Extract to read
-- Opening Marker --

Jan

26

Daily sd's 1 (1,1,1,1,1,0,0) mean variation .71 PL 2
Daily sd's 2 (0,0,0,0,0,0,5) mean variation .71 PL -18
Correct forecast, but went bust anyway, due to lumping of volatility.

Asindu Drileba asks:

What would be the best strategy to capture the return of this distribution? How would the position size be computed? Say you have $10.

Zubin Al Genubi replies:

OTM option? Don't know which direction so maybe a strangle? Its an example of a fat tail event surprising someone expecting a certain variance. Like the LTCM guys. $.20? 2%? As a hedge. Depends if its hedge or a trade.

William Huggins comments:

what you're picking up on is that variance alone doesn't describe non-normal distributions very well - you need additional tools like skewness (possibly kurtosis) to pick up on those differences. despite having a better description though, there is the presumption that the data generating process is stable across the sample period, and going forward. I've generally found (despite my poor timing record) that money is to be made when the distribution is changing, not stable (the computers rule those waves imo) so detecting breaks may be more valuable than fixed descriptions.

-- Closing Marker --

Extracted entries
-- Opening Marker --

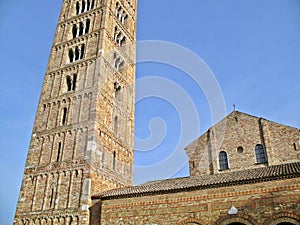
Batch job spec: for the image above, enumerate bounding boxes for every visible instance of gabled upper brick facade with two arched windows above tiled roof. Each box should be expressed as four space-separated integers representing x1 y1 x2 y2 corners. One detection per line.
186 111 300 176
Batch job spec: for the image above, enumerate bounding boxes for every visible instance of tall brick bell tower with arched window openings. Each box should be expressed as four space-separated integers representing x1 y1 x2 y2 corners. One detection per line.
14 0 137 224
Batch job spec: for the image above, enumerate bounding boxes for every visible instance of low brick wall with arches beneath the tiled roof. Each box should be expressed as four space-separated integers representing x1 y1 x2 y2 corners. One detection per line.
98 178 300 225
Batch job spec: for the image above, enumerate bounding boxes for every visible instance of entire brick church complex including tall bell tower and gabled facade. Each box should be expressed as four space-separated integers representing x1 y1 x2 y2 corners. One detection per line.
14 0 300 225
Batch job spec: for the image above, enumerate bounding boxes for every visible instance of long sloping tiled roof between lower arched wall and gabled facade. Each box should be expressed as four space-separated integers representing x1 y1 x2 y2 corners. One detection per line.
92 162 300 200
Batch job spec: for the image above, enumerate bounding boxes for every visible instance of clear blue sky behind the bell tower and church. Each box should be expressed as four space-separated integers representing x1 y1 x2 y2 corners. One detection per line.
0 0 300 225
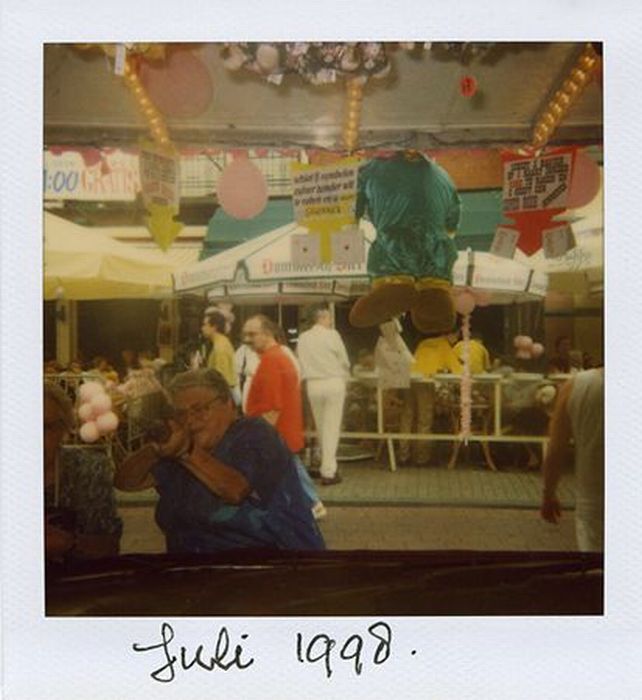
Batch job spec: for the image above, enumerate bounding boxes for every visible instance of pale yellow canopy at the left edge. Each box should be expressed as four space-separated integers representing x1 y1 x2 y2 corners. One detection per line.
44 212 174 300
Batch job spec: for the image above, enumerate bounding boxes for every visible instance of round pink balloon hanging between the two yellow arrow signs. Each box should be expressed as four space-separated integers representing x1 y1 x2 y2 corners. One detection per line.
217 158 268 219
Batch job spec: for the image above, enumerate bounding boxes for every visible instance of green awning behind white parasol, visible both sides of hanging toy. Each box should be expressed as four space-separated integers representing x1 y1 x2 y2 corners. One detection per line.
200 189 508 260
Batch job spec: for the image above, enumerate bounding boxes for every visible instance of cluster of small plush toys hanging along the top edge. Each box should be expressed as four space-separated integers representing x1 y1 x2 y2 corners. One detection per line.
221 41 400 85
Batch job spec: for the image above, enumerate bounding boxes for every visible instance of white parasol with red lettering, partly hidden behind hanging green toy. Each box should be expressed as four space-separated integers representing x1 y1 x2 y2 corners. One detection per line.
174 221 547 304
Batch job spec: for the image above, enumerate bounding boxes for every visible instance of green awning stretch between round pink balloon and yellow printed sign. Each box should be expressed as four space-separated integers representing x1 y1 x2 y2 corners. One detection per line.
199 198 294 260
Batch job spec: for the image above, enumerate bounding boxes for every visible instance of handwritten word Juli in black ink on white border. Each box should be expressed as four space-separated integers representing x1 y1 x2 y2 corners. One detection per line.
132 622 254 683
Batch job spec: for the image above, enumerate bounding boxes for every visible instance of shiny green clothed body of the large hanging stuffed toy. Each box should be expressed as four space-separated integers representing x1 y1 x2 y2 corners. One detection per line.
356 154 461 282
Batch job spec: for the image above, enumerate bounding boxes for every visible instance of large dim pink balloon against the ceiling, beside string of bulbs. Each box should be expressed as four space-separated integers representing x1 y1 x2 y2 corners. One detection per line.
140 49 214 118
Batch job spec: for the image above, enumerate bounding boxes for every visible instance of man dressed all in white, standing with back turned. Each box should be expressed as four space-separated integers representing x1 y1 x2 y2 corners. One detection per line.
297 306 350 486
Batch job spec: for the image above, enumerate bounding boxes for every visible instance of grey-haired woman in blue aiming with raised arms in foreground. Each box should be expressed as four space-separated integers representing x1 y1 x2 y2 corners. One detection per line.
114 369 325 553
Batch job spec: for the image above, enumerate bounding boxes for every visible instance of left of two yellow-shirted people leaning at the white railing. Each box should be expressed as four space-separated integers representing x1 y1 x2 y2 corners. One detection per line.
399 335 462 465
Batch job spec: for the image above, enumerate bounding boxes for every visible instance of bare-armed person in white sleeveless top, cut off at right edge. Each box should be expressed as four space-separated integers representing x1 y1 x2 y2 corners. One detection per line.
541 368 604 552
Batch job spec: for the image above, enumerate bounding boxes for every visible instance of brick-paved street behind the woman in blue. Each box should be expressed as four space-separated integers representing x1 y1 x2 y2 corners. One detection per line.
118 460 575 553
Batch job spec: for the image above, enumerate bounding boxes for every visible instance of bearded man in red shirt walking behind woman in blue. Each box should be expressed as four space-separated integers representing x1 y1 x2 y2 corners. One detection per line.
243 314 326 518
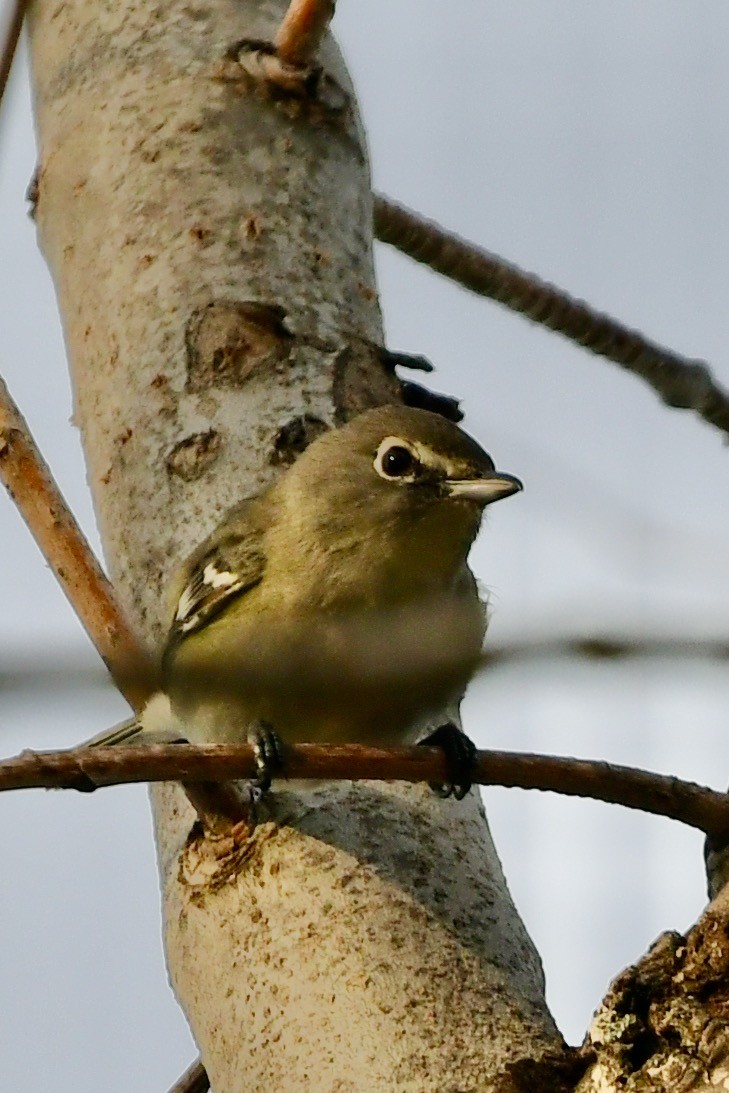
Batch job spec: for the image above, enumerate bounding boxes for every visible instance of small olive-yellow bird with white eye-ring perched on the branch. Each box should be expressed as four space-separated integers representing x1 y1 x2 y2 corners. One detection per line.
96 406 521 797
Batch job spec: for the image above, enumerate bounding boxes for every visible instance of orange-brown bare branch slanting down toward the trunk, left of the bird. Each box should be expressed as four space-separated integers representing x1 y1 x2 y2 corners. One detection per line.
0 379 153 709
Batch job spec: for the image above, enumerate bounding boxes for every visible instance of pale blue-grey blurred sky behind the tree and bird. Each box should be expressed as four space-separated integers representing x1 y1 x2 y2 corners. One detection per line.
0 0 729 1093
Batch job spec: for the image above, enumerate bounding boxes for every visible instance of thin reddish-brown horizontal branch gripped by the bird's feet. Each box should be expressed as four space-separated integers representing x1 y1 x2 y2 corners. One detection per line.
0 744 729 837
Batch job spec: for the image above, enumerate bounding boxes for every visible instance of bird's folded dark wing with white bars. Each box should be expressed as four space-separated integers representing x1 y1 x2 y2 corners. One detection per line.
169 498 266 643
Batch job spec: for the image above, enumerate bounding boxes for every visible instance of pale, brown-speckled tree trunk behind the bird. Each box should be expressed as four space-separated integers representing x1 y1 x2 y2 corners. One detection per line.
32 0 561 1093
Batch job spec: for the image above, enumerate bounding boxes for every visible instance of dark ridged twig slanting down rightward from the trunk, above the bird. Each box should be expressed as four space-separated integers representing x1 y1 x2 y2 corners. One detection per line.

-- Closing Marker --

What to work on
1: Name each person in the volatility discussion who asks, replies, or comments.
2: Extend the volatility discussion, continuing after its final sentence.

Answers to each task
1: Asindu Drileba, Zubin Al Genubi, William Huggins

2:
Peter Ringel writes:

I can confirm this from the math-undereducated trading side. Stability is boring, and boredom can lead to undisciplined trades. Shocks and short-term exaggerations are great.

Art Cooper points out:

Stability is boring, and boredom can lead to undisciplined trades. It's Minsky's Theory when this becomes widespread.

Zubin Al Genubi responds:

Thank you Dr Huggins. That is indeed the point that variance, regression, sd, means, should be used with power law distributions with extreme caution or not at all.

Hernan Avella questions:

Why is all that mumbo necessary when all you need is good entries and good stops? The house never closes and there are so many opportunities ahead. f you need that big of a stop, or it gets triggered so frequent that ruins the profits, your system sucks! It’s not a stop-loss problem.

H. Humbert comments:

I think he is saying the system did suck because it relied on improper statistical analysis, using gaussian distributions for prediction when it should have used a more sophisticated statistical analysis that doesn't make such assumption. If you know of good entries reliably without using statistics, more power to you! And maybe he needs volatility swaps in addition to variance swaps and then his system will be A-OK because that could be a simple way to hedge the fat tails. Since I don't trade, I'm just trying to interpret what's flying by.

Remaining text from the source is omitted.